*PROBLEM DETAILS*
Count the lines in the records below that contain the string "basket", treating uppercase and lowercase as different. Give only the number.
─── RECORDS PROVIDED ───
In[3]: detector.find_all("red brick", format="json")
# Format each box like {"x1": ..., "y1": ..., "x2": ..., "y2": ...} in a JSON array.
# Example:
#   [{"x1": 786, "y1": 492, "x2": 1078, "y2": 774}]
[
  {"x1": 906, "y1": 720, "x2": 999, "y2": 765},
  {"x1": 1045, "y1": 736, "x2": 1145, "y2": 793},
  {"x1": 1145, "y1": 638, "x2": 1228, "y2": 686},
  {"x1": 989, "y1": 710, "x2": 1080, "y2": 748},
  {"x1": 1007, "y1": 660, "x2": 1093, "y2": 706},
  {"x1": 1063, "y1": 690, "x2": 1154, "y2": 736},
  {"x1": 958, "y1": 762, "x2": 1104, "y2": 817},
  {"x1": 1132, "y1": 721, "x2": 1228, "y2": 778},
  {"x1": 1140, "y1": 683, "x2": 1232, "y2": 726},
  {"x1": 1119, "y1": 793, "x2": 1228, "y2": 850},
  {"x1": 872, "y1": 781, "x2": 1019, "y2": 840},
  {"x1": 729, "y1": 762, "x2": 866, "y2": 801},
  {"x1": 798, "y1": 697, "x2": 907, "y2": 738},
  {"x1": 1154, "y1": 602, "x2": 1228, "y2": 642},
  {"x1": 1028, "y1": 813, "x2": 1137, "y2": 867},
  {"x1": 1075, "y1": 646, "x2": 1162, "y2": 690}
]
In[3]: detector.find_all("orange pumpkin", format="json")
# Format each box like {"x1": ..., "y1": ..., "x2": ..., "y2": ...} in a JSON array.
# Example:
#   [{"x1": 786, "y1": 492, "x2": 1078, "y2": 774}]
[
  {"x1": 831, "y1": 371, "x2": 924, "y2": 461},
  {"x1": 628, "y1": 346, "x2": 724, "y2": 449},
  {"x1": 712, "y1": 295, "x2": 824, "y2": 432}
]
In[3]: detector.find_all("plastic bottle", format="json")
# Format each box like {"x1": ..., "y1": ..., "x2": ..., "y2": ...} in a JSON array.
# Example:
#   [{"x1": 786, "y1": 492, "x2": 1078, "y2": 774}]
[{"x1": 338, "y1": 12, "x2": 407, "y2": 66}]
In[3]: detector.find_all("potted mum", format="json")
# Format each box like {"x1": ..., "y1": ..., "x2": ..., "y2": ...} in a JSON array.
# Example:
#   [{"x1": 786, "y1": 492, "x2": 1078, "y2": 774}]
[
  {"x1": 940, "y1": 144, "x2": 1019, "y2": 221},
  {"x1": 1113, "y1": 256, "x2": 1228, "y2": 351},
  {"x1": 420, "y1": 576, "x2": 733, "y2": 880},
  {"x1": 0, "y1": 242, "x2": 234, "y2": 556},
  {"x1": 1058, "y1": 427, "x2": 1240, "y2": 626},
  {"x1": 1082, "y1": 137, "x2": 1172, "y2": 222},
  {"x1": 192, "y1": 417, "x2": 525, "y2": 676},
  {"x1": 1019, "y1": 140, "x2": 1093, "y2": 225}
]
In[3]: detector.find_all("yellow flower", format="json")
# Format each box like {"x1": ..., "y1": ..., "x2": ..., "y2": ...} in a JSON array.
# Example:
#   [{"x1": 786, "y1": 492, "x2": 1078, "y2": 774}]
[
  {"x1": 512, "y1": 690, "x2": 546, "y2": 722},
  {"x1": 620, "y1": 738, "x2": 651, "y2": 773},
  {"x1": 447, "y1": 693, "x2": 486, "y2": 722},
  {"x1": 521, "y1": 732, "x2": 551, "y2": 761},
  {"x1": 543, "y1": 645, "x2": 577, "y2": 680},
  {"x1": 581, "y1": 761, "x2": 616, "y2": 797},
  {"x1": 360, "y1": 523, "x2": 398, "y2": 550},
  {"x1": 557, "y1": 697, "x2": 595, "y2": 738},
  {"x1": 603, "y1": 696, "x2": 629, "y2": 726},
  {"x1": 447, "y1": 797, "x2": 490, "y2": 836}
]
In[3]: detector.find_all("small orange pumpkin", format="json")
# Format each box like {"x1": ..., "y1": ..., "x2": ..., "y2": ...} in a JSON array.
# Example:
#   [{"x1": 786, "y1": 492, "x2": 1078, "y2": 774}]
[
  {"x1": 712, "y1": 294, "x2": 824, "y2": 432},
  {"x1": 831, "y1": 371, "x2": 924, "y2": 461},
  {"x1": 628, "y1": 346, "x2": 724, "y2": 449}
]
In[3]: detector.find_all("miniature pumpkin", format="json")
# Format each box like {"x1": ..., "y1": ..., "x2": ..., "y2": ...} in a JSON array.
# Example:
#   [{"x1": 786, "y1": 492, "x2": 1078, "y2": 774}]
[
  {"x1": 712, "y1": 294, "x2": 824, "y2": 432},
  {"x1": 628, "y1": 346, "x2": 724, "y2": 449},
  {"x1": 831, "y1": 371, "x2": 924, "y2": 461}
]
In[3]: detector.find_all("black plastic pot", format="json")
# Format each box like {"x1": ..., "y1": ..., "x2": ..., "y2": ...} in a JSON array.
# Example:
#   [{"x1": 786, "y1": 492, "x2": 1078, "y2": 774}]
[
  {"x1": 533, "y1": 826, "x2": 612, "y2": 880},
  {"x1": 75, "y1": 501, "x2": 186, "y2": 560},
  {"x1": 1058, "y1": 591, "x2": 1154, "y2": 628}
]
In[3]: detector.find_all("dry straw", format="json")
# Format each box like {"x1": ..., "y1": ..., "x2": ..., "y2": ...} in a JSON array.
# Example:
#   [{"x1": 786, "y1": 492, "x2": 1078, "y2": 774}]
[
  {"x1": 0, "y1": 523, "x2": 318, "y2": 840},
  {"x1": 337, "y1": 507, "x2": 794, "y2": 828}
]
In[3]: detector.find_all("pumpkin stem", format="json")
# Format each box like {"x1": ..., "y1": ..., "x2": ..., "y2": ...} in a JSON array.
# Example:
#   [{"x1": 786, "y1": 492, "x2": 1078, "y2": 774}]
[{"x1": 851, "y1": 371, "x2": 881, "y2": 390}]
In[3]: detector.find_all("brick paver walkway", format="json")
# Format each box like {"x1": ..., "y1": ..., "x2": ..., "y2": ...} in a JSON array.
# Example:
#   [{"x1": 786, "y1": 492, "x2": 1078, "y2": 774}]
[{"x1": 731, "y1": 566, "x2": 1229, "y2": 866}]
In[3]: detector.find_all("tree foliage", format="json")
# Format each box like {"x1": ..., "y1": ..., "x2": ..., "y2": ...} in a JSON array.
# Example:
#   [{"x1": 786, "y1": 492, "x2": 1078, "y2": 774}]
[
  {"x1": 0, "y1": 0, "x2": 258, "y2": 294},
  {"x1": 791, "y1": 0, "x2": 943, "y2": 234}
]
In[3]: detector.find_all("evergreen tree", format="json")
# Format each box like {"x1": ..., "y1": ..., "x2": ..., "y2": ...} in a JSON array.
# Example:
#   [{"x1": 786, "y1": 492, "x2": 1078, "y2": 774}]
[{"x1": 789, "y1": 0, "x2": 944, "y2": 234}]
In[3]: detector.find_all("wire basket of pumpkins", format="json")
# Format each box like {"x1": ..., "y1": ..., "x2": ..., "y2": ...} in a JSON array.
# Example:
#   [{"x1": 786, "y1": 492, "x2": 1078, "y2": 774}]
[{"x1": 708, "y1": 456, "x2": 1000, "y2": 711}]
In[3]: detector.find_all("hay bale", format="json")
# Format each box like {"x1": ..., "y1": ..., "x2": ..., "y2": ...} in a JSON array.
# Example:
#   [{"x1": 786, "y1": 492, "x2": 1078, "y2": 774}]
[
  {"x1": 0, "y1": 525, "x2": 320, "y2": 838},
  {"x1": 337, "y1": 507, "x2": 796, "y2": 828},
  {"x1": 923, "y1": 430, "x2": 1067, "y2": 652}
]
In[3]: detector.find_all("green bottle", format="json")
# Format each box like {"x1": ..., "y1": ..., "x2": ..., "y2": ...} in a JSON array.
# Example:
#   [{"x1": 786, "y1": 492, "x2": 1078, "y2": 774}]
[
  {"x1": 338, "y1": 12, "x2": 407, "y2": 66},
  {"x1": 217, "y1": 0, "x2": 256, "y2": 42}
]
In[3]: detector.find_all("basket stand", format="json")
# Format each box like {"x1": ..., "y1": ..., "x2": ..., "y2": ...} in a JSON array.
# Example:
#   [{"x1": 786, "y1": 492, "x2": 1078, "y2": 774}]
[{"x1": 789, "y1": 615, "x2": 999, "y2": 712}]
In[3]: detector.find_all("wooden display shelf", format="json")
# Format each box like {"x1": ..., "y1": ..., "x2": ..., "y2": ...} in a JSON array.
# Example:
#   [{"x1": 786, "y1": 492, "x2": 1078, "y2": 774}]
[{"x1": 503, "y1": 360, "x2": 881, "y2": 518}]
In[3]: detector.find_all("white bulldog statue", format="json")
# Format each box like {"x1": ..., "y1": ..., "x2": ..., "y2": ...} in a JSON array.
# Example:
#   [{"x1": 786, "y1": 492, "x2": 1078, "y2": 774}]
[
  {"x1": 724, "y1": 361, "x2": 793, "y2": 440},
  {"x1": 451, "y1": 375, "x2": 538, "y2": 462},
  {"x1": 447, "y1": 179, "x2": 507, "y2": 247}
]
───
*TASK OUTPUT*
2